═══ Data extract
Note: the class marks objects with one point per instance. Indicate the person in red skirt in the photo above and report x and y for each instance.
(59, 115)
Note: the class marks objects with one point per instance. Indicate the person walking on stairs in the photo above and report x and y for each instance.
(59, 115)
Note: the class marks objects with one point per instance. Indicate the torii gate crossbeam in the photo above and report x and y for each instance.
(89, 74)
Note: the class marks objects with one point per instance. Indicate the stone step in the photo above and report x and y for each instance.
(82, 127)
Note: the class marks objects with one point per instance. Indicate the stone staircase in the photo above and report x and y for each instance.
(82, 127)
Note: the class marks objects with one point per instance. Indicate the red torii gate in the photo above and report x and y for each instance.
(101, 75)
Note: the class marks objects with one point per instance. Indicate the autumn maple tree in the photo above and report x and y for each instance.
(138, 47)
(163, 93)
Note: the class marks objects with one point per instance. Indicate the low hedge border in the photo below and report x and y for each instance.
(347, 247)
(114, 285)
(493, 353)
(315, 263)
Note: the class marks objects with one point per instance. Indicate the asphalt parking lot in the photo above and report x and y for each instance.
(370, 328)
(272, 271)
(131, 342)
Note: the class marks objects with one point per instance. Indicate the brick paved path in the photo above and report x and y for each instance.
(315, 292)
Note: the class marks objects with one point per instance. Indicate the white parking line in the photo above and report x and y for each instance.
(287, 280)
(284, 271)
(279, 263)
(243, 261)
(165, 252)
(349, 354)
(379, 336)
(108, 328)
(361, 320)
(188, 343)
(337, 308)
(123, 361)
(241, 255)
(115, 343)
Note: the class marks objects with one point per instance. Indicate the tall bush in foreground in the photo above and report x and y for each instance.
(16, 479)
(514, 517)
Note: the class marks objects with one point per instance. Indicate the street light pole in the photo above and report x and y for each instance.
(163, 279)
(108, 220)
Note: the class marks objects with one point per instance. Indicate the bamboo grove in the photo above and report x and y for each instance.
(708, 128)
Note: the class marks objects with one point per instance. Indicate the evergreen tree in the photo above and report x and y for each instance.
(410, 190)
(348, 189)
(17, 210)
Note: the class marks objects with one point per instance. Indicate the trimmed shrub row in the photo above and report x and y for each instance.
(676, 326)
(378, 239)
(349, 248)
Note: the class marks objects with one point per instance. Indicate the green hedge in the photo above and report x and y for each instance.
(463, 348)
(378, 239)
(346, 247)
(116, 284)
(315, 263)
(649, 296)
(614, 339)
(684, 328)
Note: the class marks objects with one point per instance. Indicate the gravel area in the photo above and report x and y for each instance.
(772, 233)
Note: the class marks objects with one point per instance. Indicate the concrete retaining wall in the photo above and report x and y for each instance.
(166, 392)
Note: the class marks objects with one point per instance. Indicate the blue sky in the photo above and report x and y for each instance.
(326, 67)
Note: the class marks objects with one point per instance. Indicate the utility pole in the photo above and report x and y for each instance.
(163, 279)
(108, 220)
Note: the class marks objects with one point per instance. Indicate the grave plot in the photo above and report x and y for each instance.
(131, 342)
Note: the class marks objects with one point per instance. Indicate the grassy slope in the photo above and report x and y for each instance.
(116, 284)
══════
> _Goal_
Rewrite all of the records above, putting "occurrence" wherever "instance" appears and leaving everything else as it is.

> _Output_
Note: the class marks objects with one point per occurrence. Indicate the person in red skirt in the photo above and report x and y for each occurrence.
(59, 115)
Note: the class marks objects with one point per occurrence. Indicate the person walking on stairs in the photo above and report x and y for each occurrence.
(59, 115)
Note: the class marks objects with one point per occurrence. Indicate the torii gate crossbeam in the photo above and report x and y for each occurrence.
(89, 74)
Note: the class marks objects with one point per occurrence. Indicate the stone step in the photo above and report x and y for each occurrence.
(82, 127)
Note: the class marks objects with one point per occurrence. Indicate the stone staircase in the photo above and report x and y for each occurrence.
(82, 127)
Note: the class marks objects with one point per occurrence. Indicate the red torii gate in the photo above and report x and y for each occurrence.
(101, 75)
Note: the class marks objects with one point per occurrence. Indicate the autumn maple tree in the photo above and report x and y for each occurrence.
(138, 47)
(163, 93)
Note: the class marks objects with one point per occurrence. Indicate the low hedge border in the photo below and report x and y for each occurrence.
(347, 247)
(114, 285)
(493, 353)
(315, 263)
Note: the class marks objects with one point per occurrence. Indicate the asphalt parking lot in the photo above and report x and y for each occurrence.
(370, 328)
(272, 271)
(131, 342)
Note: the class marks objects with one point per occurrence. Indicate the brick paved path in the photo above and report x and y for each occurrence.
(315, 292)
Note: the class marks objects with one point per occurrence. Indicate the white parking line in the photo above and report x and y for each occurrence.
(287, 280)
(284, 271)
(279, 263)
(243, 261)
(165, 252)
(349, 354)
(379, 336)
(108, 328)
(361, 320)
(188, 343)
(337, 308)
(123, 361)
(241, 255)
(115, 343)
Note: the class marks objects with one point per occurrence. Indicate the tall bush in foreground in the photo above and report x and y for each occurrence.
(16, 479)
(514, 517)
Note: the class marks objects with one point per occurrence. Indicate the street light pole in the photo above and report x and y for each occurrence.
(163, 279)
(108, 220)
Note: the class marks objects with one point per occurrence. Indicate the bamboo grove in the photo above and report x and y for each occurrence.
(708, 128)
Note: the class marks objects with one point per occurrence. Indicate the evergreen tree in the photo above and report x and y for each occurrence.
(410, 190)
(348, 189)
(17, 210)
Note: the class marks objects with one point per occurrence. Indicate the trimmed shrub row in the photo above and report x and y for each occurrence.
(676, 326)
(378, 239)
(349, 248)
Note: the class marks objects with one point per occurrence. Indicate the green hedge in the photo above and report x and y for each occurrence.
(463, 348)
(378, 239)
(346, 247)
(116, 284)
(315, 263)
(649, 296)
(614, 339)
(684, 328)
Note: the class marks objects with one point per occurrence. Indicate the gravel area in the photo above and report x and y for each occurrence.
(772, 233)
Note: the class marks objects with one point per occurrence. Indicate the concrete retaining wall in the photo above and report x and y for each occurrence.
(166, 392)
Note: the class marks objects with one point per occurrence. Indicate the blue sky in the photo above and report x and y for each occurrence.
(326, 67)
Note: the class marks objects with one point per occurrence. Indicate the utility pole in the photo above and report x and y for each occurrence.
(163, 279)
(108, 220)
Note: the class marks objects with one point per occurrence. Indicate the grave plot in the photo above and report x and y for each occurrence.
(131, 342)
Note: the class marks objects with one point per occurrence. Indicate the grassy slope in the photo above and report x and y for each occurrence.
(116, 284)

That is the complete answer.